- _AUFGABE 1_
Beantworte zum Text über Wiktorija Roschtschyna diese Fragen:
(a) Was fehlte laut der Überschrift an der Leiche, die Russland zurückschickte?
(b) Wie alt war Wiktorija Roschtschyna?
(c) In welchem Monat und Jahr schrieb sie ihren Antrag auf ein Stipendium der IWMF?
- _AUFGABE 2_
Wie geht der Text über Wiktorija Roschtschyna nach seinem letzten Satz weiter? Schreibe die Fortsetzung.

··· ZU LESENDER AUSZUG ···

Ukrainische Journalistin Russland schickt Leiche zurück – Organe fehlen

Die ukrainische Journalistin Wiktorija Roschtschyna starb mutmaßlich in einem russischen Foltergefängnis. Nun kommt heraus, was die 27-Jährige vor ihrem Tod erlitten hat.
"Ich habe keine Angst vor Herausforderungen. Ich werde immer einen Weg finden", schrieb die ukrainische Journalistin Wiktorija Roschtschyna im Juni 2023 in ihrem Antrag auf ein Stipendium der International Women's Media Foundation (IWMF). Dieser Optimismus sollte sich nicht bewahrheiten.

··· VORLIEGENDE DATEN ···

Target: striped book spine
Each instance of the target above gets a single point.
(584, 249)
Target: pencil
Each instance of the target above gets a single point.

···

- _ERWARTETE ANTWORT 1_
(a) Organe
(b) 27 Jahre
(c) Im Juni 2023

- _ERWARTETE ANTWORT 2_
Roschtschyna ist im September 2024 in russischer Gefangenschaft gestorben, nachdem die russischen Behörden monatelang jede Auskunft zum Verbleib und zum Zustand der Investigativreporterin verweigert hatten. Offenbar ist die 27-Jährige in den Wochen und Monaten vor ihrem Tod gefoltert worden. Das berichteten mehrere Medien, darunter der "Spiegel", die "Washington Post" und die "Ukrainska Prawda", am Dienstag unter Berufung auf ukrainische Ermittler. Roschtschynas Leiche war Ende Februar 2025 gemeinsam mit 756 anderen Opfern der russischen Gewaltherrschaft an die Ukraine übergeben worden.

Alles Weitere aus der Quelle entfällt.